DATA SUPPLIED:
========================
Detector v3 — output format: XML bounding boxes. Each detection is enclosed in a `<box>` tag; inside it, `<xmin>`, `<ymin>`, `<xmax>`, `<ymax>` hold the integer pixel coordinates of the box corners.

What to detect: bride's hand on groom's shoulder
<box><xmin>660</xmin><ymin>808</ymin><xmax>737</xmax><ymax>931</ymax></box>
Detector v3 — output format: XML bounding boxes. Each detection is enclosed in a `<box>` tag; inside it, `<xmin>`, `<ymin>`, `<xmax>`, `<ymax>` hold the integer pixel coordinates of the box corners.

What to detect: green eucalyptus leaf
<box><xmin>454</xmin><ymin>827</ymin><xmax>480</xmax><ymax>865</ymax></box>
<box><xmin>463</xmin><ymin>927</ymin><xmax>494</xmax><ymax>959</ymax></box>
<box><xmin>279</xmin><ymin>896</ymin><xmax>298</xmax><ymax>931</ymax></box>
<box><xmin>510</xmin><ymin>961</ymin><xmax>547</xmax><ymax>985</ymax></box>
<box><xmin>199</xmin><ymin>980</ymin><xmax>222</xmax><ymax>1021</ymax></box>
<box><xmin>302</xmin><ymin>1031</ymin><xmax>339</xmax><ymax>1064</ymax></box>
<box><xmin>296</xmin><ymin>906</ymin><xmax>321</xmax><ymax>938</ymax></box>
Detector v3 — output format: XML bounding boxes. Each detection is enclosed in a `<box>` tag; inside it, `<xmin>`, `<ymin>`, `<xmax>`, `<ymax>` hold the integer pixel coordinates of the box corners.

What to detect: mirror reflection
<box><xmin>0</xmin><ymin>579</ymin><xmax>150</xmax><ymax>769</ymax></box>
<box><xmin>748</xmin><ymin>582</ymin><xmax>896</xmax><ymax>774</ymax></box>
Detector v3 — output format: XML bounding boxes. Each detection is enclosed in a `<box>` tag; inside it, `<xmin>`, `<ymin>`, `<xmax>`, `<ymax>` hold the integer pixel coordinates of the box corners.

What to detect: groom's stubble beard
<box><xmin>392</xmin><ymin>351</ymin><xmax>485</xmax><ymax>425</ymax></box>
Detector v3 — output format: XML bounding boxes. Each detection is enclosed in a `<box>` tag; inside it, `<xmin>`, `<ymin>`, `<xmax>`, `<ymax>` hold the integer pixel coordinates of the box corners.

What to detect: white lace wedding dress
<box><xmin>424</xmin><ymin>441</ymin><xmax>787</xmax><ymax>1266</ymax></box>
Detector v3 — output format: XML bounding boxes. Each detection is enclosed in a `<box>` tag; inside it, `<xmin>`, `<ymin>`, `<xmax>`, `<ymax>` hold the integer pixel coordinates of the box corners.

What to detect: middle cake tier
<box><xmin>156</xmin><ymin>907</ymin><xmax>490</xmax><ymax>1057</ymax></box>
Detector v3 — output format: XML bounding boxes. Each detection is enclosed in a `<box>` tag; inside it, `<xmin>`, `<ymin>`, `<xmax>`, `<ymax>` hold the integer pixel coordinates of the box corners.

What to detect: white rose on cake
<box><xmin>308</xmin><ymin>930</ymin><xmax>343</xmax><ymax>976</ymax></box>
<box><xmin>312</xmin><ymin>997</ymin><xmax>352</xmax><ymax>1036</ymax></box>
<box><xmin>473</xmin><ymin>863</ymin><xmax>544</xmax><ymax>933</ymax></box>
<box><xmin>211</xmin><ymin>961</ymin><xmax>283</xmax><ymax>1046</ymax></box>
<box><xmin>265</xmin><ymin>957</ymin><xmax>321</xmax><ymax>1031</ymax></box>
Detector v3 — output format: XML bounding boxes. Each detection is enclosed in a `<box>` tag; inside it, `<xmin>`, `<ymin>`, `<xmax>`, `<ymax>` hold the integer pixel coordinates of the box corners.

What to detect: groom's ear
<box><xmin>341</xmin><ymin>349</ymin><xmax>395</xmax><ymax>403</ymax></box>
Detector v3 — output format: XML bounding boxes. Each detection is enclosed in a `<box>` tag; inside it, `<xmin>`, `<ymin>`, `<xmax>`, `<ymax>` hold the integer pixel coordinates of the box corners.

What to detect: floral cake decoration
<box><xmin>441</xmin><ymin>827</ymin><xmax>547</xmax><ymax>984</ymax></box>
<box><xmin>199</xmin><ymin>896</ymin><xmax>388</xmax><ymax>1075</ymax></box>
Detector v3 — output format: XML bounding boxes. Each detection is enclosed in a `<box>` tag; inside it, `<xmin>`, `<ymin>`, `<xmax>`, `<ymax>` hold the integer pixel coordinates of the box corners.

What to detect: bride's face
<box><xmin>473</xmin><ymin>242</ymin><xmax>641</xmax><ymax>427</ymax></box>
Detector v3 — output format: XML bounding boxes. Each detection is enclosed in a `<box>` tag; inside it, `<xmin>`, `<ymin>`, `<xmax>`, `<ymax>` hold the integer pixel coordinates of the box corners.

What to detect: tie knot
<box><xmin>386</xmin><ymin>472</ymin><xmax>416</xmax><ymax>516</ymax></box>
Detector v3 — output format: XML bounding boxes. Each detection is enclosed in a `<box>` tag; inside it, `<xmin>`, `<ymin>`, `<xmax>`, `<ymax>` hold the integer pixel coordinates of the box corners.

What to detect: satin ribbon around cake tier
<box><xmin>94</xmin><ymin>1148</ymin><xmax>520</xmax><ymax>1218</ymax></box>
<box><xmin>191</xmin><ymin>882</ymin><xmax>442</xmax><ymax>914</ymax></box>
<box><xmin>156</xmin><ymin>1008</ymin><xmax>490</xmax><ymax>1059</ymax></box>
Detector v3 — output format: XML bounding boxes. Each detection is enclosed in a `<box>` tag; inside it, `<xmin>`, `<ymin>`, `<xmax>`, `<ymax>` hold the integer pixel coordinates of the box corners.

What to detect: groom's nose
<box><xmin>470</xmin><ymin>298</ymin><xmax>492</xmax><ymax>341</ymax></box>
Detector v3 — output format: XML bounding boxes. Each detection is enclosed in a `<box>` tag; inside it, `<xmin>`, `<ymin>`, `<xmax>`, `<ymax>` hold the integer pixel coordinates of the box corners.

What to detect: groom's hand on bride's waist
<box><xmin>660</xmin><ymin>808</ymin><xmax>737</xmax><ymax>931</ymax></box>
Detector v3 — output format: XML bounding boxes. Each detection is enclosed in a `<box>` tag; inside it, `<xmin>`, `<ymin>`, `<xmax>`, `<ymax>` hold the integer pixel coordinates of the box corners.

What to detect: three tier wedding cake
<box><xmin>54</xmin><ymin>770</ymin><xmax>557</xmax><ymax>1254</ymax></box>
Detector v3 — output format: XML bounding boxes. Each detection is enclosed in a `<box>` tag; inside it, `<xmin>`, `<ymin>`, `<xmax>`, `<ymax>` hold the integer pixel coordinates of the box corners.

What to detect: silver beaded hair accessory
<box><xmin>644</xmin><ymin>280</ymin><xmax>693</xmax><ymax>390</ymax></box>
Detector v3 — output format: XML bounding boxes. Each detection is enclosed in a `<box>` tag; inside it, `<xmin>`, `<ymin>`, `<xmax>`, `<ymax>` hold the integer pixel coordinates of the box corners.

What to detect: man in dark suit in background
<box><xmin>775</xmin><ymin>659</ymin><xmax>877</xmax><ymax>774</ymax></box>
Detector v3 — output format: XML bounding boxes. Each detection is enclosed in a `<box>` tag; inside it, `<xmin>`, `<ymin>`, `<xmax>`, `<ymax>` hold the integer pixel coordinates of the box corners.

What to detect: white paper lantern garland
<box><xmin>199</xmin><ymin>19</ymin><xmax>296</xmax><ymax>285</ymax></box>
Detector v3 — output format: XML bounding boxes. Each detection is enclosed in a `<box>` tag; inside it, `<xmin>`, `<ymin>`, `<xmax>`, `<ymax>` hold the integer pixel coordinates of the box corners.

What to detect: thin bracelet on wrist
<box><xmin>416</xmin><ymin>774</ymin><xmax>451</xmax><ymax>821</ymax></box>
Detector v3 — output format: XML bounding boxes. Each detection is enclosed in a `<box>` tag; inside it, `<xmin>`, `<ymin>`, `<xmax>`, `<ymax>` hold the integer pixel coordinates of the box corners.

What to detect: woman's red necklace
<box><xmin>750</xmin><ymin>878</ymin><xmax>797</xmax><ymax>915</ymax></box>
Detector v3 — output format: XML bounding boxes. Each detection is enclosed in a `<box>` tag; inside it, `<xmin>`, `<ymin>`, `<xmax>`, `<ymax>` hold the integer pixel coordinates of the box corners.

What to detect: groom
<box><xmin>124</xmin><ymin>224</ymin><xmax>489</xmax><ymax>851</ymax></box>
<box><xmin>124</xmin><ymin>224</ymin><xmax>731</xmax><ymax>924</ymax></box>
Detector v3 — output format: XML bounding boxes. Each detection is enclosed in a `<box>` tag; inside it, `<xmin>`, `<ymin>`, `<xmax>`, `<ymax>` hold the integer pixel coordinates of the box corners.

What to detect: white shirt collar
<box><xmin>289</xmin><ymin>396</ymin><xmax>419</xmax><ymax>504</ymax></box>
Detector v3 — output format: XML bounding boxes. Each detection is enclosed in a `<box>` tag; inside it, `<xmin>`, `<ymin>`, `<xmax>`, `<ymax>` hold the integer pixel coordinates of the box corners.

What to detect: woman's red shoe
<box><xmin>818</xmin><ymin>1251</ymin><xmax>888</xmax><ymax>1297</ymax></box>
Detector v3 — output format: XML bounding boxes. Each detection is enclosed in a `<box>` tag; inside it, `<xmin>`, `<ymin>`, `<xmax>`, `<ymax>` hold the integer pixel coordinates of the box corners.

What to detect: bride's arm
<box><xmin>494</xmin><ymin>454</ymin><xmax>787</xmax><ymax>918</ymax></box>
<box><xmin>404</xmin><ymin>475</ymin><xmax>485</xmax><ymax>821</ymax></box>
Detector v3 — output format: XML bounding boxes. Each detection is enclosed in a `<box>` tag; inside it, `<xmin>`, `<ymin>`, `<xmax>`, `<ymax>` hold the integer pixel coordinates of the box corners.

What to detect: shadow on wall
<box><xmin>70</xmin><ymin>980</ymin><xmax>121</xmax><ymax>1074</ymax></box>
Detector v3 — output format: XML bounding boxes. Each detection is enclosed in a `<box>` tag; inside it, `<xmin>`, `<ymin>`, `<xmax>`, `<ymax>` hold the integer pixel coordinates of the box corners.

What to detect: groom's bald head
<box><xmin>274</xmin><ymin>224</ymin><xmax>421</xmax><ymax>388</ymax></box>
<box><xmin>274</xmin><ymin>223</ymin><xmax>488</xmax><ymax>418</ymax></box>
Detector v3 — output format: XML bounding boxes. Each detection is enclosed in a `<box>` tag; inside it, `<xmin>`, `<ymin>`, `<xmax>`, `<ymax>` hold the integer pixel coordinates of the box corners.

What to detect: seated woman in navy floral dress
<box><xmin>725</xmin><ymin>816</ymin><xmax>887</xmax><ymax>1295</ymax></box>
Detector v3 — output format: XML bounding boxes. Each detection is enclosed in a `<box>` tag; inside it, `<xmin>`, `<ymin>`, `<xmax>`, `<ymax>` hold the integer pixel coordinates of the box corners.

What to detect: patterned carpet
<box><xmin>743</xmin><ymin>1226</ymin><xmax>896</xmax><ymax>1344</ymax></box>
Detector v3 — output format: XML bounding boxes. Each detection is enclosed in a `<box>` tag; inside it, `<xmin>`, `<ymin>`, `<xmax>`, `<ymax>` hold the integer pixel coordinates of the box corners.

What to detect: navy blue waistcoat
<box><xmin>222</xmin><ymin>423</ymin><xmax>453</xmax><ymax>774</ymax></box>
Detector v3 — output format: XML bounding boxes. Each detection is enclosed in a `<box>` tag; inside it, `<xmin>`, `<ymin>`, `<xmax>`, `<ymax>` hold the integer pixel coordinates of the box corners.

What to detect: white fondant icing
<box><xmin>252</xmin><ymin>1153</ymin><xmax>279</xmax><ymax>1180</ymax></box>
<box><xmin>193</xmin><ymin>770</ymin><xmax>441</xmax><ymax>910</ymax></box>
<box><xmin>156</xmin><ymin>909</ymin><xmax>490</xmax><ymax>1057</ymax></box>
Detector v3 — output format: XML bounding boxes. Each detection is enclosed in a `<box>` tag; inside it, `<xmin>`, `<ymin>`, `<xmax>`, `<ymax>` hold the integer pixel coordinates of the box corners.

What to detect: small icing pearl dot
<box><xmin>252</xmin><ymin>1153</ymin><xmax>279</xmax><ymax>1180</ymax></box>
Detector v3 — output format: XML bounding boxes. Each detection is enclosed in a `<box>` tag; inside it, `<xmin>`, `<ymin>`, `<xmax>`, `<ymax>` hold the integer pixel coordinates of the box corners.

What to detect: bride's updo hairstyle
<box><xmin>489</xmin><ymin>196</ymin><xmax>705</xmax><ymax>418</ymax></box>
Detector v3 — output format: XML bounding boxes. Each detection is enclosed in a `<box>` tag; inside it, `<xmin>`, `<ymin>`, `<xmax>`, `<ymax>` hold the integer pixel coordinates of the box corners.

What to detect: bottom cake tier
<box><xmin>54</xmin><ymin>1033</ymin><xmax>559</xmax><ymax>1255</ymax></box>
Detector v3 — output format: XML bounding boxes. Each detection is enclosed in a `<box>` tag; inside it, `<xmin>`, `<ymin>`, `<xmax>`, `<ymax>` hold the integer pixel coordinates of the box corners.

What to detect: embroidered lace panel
========================
WHAT YOU SHOULD DO:
Locate each line in the entries above that contains the string "cake" and copy it out in full. The match is case-sensitive.

SOLVED EXERCISE:
What to detect: middle cake tier
What to detect: white rose on cake
What to detect: floral cake decoration
What to detect: satin ribbon around cake tier
What to detect: three tier wedding cake
What to detect: bottom cake tier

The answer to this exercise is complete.